**Document**.
☆ ☆ ☆ ☆ ☆

From: "Kinney, Michael D" <michael.d.kinney@intel.com>
To: Tim Lewis <tim.lewis@insyde.com>,
"edk2-devel@lists.01.org" <edk2-devel@lists.01.org>,
"Kinney, Michael D" <michael.d.kinney@intel.com>
Cc: "Carsey, Jaben" <jaben.carsey@intel.com>,
"Shaw, Kevin W" <kevin.w.shaw@intel.com>
Subject: Re: [edk2-UniSpecification PATCH] Allow .uni files on disk to be UTF-8 without a BOM
Date: Wed, 26 Apr 2017 18:46:51 +0000 [thread overview]
Message-ID: <E92EE9817A31E24EB0585FDF735412F57D16D5B0@ORSMSX113.amr.corp.intel.com> (raw)
In-Reply-To: <7236196A5DF6C040855A6D96F556A53F576544@msmail.insydesw.com.tw>
Tim,
If you look at the entire file history of the EDK II, you will see
that the BOM has always been present in the UTF-16LE formatted files.
The build tools were updated in 2015 to *add* support for UTF-8 file.

☆ ☆ ☆ ☆ ☆

**Supplied entries**.
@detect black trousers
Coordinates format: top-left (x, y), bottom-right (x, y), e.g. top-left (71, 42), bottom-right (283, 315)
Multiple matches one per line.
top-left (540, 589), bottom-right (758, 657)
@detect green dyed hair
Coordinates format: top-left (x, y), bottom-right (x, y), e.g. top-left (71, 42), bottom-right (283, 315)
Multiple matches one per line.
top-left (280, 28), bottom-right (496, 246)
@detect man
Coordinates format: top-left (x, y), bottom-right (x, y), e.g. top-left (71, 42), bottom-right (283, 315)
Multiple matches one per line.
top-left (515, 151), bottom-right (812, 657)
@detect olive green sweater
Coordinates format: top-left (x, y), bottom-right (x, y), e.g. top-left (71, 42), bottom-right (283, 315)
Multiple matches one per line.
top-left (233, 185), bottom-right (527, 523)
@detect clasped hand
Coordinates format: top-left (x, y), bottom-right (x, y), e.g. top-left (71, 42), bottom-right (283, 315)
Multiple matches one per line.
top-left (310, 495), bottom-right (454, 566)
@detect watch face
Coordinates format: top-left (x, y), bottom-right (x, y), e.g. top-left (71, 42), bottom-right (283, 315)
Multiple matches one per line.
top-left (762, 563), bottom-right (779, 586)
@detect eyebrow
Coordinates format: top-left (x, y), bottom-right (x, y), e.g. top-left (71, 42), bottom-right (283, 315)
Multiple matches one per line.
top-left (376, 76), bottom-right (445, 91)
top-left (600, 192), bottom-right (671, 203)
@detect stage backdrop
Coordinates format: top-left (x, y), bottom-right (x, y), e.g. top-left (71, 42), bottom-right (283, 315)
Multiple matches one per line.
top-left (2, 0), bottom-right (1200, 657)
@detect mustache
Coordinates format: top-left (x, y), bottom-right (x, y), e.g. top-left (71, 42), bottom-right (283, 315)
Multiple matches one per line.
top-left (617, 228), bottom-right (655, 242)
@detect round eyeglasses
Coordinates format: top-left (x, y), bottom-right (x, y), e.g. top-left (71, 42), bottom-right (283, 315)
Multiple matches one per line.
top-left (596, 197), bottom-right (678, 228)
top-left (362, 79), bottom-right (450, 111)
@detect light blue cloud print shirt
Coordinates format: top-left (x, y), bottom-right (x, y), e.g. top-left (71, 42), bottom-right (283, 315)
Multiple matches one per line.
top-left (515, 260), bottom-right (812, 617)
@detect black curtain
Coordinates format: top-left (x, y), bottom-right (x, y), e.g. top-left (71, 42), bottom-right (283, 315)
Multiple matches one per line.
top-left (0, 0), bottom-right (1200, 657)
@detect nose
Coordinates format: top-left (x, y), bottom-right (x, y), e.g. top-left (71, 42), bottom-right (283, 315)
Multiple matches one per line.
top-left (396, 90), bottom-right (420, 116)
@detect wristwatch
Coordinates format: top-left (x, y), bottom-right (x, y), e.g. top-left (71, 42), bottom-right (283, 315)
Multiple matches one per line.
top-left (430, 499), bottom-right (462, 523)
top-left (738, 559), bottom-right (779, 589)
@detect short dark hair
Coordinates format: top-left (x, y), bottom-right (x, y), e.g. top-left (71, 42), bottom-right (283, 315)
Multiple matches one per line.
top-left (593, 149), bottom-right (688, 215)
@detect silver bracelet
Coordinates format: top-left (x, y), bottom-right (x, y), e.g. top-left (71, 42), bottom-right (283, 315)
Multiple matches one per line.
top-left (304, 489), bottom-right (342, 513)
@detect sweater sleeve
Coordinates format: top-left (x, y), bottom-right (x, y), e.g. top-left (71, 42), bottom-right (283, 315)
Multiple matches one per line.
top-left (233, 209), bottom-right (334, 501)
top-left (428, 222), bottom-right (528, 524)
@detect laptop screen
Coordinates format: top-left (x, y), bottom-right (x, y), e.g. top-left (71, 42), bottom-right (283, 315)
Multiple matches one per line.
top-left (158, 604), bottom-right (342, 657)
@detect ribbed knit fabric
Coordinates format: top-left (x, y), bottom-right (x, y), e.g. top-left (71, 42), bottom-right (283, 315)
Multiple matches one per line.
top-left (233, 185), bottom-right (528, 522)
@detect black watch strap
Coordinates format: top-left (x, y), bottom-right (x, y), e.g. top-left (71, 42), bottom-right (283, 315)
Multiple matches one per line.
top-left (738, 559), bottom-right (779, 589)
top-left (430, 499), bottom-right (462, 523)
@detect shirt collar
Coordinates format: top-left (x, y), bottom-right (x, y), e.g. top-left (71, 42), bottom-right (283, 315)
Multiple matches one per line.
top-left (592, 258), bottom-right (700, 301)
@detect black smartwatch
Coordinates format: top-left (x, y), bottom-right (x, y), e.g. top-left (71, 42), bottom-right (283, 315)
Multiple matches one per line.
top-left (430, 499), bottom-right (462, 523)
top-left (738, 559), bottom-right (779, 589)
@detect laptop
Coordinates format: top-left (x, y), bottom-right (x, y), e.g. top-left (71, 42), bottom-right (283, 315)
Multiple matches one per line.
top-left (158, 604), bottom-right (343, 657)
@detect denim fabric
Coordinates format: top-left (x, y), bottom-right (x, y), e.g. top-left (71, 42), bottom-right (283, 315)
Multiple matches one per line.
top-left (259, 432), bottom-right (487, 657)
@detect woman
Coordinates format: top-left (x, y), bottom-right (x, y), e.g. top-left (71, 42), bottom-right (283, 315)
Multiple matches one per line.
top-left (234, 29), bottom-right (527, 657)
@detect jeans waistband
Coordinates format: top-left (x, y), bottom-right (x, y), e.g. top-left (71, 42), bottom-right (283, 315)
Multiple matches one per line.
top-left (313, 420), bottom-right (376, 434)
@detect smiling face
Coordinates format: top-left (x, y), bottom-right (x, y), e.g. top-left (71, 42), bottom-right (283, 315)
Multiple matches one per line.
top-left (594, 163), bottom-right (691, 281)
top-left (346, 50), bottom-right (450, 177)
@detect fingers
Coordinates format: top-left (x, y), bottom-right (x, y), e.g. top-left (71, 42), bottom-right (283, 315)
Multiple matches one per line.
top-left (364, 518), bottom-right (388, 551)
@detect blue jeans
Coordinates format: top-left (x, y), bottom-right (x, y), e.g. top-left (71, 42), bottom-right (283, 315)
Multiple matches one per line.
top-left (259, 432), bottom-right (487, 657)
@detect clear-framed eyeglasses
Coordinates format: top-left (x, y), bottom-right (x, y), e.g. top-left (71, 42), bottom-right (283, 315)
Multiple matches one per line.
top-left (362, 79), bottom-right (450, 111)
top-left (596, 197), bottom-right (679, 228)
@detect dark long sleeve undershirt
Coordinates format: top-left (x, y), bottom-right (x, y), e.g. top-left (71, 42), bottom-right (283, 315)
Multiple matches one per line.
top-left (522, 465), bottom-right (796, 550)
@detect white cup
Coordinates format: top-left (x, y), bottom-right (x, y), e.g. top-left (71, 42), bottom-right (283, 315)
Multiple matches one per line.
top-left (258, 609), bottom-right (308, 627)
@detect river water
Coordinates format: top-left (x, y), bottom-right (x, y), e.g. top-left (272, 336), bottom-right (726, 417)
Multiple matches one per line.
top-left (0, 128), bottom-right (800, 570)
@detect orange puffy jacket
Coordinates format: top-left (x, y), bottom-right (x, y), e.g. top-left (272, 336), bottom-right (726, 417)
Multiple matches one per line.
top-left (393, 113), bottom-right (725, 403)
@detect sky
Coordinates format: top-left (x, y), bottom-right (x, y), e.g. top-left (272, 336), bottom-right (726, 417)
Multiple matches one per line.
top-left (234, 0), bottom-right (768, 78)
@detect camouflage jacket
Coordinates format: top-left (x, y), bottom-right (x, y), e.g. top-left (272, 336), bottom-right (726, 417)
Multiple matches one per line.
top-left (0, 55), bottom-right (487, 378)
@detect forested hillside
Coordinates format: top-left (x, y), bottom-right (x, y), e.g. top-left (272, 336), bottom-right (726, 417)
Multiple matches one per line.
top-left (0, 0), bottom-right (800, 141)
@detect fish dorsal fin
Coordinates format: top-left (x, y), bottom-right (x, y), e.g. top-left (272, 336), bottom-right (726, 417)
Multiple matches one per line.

☆ ☆ ☆ ☆ ☆

**What you need to do**. Name every person listed in the From, To, and Cc lines of the mailing-list reply about UTF-8 .uni files above, with each name given only once.

**Task output**.
- Kinney, Michael D
- Tim Lewis
- Carsey, Jaben
- Shaw, Kevin W